TASK TO CARRY OUT:
Name every item that the foreclosure article below says counts toward a homeowner's total arrears.

EXTRACTED TEXT:
:::
As foreclosures reach an all time high in the U.S. it is important for homeowners to quickly arm themselves with the most information when facing a foreclosure. No one can make the right decisions without the right knowledge first. This article will walk you thru all of your options and provide you with the tools and knowledge to make the right decision about avoiding a foreclosure.
Let’s first start with understanding your options.
KEEP YOUR HOME
OPTION 1: REINSTATE YOUR LOAN The option of reinstating your loan is available to homeowners who can demonstrate to a lender that they have available funds to pay back the outstanding balance on their mortgage in a short time. This solution works best for homeowners who can make up their total past due balance through a combination of lump sum payments and/or “extra" payments (spread out over a 12-24 months) in addition to their regular mortgage payment.
To better understand the steps you may have to take to reinstate your loan let’s first look at the different options you have for reinstating your loan.
Total Reinstatement: This process involves bringing your loan current in one payment. You will be required to provide a certified check that will include all past due payments, late charges and any fees and costs, which have been assessed to your account.
Repayment Plan: This process involves making up the amount past due over a period of months by paying a full payment plus a partial payment on the past due balance each month. You will be required to give your bank a cash contribution equivalent to 30-50% of your total arrears (total of late payments, bank fees and attorney’s fees).
:::
SUPPLIED INFORMATION:
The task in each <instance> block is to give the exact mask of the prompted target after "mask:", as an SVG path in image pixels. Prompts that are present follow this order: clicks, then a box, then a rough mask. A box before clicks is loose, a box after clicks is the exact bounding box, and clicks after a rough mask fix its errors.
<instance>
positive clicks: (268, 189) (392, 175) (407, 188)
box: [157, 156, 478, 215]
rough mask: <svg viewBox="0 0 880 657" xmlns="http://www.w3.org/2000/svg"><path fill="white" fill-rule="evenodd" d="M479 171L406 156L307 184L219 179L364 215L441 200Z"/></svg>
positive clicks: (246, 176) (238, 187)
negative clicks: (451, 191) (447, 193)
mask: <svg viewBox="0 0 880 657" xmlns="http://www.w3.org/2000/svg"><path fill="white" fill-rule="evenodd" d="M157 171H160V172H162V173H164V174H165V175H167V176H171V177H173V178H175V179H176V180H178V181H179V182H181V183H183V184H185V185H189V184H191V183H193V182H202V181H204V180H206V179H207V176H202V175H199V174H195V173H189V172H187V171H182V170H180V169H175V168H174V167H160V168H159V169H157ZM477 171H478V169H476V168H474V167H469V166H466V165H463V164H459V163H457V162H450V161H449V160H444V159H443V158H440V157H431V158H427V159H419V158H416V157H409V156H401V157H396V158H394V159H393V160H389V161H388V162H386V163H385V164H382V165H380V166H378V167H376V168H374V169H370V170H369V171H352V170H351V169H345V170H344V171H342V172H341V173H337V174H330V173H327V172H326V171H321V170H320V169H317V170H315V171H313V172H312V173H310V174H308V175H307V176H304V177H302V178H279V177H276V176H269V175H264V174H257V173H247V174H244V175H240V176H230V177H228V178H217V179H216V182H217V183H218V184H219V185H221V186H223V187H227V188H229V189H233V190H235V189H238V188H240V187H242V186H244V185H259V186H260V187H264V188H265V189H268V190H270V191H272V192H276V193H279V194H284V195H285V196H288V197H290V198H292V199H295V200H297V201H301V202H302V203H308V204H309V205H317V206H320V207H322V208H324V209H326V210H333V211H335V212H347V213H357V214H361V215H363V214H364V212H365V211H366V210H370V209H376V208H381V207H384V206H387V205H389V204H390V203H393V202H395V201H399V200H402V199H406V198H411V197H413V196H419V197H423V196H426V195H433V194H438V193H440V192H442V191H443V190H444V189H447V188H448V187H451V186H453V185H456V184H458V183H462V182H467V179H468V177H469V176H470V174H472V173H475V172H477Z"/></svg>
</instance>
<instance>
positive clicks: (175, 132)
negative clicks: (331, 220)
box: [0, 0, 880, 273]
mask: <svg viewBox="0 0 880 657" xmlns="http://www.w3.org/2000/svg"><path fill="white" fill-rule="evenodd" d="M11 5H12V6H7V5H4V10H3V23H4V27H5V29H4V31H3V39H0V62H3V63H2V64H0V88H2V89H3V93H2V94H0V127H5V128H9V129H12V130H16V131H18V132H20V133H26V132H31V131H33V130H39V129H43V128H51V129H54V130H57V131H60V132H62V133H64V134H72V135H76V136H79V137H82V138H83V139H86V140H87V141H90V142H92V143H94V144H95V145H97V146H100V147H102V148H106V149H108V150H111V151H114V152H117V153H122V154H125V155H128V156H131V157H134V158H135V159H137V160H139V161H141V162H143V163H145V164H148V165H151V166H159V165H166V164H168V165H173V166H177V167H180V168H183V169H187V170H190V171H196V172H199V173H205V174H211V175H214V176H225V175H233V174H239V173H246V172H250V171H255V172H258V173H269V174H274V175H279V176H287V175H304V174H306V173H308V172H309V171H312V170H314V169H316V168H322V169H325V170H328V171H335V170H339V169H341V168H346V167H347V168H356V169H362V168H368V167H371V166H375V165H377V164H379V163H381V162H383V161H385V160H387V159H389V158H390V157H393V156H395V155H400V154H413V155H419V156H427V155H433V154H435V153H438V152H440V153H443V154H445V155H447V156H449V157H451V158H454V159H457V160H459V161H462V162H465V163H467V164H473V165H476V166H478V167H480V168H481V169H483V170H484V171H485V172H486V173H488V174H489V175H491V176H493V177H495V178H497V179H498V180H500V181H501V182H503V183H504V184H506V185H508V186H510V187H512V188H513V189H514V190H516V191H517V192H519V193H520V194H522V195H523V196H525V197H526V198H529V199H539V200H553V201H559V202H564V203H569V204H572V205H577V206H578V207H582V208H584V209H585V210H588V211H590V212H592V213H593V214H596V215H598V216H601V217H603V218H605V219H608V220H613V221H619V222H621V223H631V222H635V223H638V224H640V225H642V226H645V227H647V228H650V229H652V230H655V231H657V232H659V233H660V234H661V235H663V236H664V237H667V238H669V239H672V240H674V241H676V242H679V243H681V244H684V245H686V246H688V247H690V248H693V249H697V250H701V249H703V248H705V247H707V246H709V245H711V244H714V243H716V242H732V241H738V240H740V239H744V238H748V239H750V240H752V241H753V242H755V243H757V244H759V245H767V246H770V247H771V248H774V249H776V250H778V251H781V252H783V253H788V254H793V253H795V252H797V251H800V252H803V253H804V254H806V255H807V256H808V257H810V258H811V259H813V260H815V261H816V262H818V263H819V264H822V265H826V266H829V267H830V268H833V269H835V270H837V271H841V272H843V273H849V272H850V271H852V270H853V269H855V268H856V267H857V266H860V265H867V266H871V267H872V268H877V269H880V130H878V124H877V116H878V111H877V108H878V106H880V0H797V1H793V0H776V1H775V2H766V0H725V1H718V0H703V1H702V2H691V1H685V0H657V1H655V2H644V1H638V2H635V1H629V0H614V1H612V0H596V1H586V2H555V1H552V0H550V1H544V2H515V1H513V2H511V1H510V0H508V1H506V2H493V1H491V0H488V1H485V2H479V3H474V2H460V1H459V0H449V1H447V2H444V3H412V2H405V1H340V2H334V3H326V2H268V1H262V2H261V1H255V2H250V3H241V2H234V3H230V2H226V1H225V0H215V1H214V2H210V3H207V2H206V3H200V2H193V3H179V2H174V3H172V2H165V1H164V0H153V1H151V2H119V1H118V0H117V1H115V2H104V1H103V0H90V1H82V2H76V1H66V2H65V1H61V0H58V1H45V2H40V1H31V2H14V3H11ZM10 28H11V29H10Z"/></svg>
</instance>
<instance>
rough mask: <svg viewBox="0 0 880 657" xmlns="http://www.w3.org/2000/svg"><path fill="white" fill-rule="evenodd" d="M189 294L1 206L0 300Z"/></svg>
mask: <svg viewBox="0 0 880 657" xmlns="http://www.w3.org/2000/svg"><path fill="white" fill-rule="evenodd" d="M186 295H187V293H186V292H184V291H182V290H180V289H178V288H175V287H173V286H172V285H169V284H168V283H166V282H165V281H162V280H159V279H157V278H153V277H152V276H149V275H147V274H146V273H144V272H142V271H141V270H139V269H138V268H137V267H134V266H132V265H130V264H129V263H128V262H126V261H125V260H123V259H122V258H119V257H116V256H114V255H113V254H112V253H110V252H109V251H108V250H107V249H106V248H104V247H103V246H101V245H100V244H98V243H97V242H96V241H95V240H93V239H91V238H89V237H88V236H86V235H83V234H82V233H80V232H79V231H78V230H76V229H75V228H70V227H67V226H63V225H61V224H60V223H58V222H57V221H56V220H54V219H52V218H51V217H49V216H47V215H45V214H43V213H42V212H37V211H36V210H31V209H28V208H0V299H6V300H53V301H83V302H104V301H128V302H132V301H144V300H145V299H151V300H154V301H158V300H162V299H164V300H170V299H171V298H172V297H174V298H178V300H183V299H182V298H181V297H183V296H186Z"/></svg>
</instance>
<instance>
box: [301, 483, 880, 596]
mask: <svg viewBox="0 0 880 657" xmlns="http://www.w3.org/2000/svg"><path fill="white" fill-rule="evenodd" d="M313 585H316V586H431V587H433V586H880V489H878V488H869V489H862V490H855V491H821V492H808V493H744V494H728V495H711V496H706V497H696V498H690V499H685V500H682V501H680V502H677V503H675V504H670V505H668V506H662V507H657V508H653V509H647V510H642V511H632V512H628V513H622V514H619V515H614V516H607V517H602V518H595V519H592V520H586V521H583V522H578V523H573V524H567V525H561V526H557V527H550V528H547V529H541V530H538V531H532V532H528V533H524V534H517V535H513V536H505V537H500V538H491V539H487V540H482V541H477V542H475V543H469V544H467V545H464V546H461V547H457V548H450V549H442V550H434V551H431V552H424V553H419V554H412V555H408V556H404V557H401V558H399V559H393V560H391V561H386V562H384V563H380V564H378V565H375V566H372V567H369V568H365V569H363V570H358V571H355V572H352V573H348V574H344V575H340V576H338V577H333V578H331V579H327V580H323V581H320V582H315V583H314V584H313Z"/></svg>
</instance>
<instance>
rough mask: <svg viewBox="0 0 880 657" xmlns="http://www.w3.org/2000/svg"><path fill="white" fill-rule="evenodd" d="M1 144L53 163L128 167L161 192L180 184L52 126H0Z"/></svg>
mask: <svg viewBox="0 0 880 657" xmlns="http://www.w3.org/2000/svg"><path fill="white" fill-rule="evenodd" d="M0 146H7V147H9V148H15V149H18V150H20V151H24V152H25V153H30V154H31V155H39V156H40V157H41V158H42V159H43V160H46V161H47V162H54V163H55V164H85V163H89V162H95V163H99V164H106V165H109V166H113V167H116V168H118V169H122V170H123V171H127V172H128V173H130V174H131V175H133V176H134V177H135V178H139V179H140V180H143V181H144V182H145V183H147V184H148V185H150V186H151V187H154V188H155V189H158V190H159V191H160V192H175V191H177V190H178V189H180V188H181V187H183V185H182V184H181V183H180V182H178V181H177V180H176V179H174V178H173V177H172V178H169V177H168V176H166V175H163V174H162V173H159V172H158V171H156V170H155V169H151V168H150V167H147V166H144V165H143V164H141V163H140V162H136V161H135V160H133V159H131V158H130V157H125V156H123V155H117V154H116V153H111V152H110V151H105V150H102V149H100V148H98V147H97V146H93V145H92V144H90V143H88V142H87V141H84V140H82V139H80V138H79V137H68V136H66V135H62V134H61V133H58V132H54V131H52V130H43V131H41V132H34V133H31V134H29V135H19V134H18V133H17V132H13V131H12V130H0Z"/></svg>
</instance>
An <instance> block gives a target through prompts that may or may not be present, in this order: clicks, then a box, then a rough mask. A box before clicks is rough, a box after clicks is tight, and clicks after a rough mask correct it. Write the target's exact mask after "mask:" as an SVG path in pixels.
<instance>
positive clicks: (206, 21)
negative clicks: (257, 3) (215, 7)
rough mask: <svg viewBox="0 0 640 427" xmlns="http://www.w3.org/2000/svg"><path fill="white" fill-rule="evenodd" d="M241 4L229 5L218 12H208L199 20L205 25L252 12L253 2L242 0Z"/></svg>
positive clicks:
:::
RESULT BELOW:
Late payments, bank fees, and attorney's fees.